BRIEF: Once you reach the line containing "Find the brick building", write out that line and every remaining line of the records exactly.
========
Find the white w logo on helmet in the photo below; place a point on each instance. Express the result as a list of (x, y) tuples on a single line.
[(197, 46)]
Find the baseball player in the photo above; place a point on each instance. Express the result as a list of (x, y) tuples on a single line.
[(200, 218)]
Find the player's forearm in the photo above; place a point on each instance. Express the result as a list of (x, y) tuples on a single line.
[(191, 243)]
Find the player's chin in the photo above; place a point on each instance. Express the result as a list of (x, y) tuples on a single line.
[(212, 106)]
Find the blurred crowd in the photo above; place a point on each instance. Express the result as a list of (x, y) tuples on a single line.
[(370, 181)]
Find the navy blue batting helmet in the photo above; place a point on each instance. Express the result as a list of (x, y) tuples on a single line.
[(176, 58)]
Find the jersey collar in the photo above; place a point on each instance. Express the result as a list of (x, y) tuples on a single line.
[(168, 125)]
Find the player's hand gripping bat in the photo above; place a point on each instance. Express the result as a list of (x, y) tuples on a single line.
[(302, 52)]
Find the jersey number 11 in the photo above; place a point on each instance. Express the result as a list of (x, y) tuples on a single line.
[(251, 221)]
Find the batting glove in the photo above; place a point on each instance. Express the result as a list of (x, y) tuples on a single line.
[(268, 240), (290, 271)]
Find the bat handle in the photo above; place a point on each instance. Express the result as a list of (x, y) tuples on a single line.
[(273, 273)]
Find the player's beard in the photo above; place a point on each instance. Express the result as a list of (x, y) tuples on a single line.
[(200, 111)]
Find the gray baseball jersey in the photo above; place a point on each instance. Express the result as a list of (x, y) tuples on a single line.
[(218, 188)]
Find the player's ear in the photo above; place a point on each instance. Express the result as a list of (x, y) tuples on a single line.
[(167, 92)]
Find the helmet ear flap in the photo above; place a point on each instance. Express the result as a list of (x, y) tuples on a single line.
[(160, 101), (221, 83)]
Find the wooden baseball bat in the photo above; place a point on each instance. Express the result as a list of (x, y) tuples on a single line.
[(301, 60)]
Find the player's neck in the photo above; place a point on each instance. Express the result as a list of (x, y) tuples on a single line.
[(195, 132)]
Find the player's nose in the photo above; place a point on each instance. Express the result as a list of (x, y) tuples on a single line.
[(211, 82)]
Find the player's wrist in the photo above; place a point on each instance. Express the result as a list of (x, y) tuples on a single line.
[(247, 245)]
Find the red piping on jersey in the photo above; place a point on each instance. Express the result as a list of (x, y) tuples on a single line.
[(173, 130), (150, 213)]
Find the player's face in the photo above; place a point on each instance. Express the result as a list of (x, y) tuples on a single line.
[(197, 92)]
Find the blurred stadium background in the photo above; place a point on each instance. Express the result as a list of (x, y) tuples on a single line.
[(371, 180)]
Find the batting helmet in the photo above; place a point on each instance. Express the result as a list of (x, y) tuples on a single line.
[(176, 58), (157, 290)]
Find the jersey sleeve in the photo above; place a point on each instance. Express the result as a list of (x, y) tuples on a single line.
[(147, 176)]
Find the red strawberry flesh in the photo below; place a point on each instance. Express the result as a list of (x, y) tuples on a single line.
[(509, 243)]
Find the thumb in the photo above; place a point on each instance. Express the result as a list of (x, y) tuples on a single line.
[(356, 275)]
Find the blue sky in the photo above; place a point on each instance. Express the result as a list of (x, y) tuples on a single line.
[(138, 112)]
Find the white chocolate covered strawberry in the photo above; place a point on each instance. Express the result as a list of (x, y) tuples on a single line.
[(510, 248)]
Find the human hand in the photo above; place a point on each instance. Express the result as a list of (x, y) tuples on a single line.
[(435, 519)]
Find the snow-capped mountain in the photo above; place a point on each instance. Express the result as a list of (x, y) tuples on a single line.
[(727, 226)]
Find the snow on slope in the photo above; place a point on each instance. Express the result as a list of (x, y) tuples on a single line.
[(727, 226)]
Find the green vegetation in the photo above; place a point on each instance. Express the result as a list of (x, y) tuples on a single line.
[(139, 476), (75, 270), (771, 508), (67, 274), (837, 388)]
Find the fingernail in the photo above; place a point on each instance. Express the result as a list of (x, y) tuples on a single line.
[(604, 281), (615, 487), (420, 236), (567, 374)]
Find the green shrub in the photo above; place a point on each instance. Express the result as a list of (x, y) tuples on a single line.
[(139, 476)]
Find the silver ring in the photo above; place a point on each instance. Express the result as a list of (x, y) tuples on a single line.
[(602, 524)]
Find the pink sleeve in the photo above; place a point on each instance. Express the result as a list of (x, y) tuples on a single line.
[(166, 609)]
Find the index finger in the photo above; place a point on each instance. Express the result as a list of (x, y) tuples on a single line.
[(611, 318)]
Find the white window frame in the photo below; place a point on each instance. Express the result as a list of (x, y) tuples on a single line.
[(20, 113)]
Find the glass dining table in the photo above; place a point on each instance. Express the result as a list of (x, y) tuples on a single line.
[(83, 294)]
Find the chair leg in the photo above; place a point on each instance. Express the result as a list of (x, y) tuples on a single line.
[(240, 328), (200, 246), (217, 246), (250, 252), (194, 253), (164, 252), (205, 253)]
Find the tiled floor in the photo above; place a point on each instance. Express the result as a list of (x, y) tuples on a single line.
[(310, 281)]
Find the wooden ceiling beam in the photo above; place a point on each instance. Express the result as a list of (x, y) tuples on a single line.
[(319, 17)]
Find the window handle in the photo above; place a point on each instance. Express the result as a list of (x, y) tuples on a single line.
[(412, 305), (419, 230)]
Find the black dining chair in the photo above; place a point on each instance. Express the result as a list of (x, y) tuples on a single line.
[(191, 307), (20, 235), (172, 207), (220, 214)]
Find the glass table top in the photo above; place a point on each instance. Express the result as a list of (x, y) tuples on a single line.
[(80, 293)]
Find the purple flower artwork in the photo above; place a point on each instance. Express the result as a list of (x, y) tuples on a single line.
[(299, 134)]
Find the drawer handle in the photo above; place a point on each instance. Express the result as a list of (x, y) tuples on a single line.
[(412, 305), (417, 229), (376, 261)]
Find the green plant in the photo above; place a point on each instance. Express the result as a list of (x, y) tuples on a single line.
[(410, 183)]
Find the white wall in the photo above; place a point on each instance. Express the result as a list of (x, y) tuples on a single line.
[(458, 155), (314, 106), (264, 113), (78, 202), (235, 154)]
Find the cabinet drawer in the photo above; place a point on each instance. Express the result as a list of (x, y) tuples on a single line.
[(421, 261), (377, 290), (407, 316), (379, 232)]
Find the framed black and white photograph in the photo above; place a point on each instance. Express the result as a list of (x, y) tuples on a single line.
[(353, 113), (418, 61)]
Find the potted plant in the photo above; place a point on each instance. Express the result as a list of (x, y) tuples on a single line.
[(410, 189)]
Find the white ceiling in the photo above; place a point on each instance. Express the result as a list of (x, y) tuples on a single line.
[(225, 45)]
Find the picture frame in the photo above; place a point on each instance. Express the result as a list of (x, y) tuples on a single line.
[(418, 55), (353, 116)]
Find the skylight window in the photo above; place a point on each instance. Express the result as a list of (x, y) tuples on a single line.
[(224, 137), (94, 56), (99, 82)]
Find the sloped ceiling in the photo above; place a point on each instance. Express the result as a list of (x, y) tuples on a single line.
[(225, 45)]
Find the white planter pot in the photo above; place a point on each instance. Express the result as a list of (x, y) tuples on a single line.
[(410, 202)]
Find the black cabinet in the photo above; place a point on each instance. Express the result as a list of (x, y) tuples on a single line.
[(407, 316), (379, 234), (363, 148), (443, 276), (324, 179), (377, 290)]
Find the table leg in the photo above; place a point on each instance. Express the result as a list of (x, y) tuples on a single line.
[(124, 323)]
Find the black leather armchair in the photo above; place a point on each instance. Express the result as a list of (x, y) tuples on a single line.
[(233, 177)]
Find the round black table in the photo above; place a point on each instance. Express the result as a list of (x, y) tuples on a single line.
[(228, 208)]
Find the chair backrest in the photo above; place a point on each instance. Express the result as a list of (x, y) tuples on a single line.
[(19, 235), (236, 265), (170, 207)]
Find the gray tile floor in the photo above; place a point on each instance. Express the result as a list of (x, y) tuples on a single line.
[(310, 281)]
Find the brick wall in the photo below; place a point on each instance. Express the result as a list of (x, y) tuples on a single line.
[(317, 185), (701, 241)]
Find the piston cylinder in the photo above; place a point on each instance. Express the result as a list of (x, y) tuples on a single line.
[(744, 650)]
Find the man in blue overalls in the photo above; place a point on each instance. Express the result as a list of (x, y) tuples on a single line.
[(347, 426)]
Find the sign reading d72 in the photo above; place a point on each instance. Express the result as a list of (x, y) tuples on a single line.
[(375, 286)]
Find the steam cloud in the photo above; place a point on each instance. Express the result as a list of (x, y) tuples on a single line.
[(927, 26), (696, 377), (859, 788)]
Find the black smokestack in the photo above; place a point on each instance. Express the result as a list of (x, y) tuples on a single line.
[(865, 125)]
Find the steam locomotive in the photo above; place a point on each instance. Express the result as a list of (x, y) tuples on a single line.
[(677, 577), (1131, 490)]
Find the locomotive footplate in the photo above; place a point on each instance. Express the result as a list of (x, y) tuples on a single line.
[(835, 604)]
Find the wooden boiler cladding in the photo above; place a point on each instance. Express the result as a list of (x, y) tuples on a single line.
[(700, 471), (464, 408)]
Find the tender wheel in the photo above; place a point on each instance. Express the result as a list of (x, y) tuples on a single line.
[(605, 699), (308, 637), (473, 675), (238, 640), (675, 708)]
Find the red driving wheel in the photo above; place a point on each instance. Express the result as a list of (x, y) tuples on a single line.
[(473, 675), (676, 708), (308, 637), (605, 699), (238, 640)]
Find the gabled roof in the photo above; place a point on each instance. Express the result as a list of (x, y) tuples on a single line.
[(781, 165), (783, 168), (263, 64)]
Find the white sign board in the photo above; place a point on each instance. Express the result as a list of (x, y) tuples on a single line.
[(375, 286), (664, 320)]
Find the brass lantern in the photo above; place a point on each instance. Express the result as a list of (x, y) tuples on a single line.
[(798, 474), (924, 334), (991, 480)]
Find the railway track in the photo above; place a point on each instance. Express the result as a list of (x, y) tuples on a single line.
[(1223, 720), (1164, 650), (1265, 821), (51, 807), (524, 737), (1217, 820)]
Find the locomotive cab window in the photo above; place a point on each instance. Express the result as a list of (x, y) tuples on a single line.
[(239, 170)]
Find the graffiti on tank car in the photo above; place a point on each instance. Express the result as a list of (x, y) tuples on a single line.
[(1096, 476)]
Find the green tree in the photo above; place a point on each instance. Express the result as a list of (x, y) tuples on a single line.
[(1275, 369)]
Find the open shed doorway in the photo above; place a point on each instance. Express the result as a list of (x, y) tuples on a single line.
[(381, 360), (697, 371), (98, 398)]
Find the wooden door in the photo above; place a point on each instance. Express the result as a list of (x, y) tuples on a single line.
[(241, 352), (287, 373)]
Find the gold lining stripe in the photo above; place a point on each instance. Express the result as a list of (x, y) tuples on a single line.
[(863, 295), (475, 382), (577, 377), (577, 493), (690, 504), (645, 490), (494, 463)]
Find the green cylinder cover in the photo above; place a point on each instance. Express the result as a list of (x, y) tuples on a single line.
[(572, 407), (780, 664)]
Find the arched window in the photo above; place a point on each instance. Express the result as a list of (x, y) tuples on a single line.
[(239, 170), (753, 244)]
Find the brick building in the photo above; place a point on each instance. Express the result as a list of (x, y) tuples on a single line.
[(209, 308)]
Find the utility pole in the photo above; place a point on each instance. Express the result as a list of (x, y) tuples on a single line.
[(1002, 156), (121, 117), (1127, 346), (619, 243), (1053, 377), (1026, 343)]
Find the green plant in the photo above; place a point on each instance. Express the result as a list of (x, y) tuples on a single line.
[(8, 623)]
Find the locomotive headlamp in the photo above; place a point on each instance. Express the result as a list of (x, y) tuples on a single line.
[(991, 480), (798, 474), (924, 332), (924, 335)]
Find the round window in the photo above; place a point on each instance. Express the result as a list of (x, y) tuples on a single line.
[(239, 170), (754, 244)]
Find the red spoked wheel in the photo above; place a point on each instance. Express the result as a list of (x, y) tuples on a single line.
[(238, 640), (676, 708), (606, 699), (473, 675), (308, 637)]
========
EXERCISE RESPONSE:
Find the brick building in the photo above; place a point on each instance. Express the result as a list of (x, y) tuples on a single line.
[(209, 308)]
Find the utility pole in the photo above; place a point on each instance. Express the result as a list of (x, y) tuples on a single line.
[(1002, 156), (121, 117), (1127, 346), (619, 243), (1053, 377), (1026, 343)]
Find the green plant in the photo above; place a point on each instance. Express the result as a list of (x, y) tuples on a single line.
[(8, 623)]
Find the locomotive headlamp in the photo above; place a point on each instance. Express the result as a list of (x, y) tuples on a single line.
[(991, 480), (798, 474), (924, 332), (924, 335)]
Find the round window in the photo above; place a point on each instance. Express the result as a list of (x, y) tuples on a single line.
[(239, 170), (754, 244)]
Find the red spoked wheel in the photo above; place a point on each instance. Express the result as a list of (x, y) tuples on a single line.
[(238, 640), (676, 708), (606, 699), (473, 675), (308, 637)]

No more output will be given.